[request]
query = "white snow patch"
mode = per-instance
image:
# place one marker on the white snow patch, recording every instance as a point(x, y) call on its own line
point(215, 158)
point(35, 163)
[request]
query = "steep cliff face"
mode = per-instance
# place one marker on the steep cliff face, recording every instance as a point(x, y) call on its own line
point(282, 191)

### [What you should do]
All of the data needs to be repeated exactly.

### [Response to the exercise]
[request]
query = "white snow patch"
mode = per-instance
image:
# place one marker on the white snow patch, recording every instance as a point(x, y) call on its own line
point(215, 158)
point(35, 163)
[request]
query = "steep cliff face"
mode = per-instance
# place one marker on the steep cliff face, recording every instance as a point(x, y) call on its own line
point(282, 191)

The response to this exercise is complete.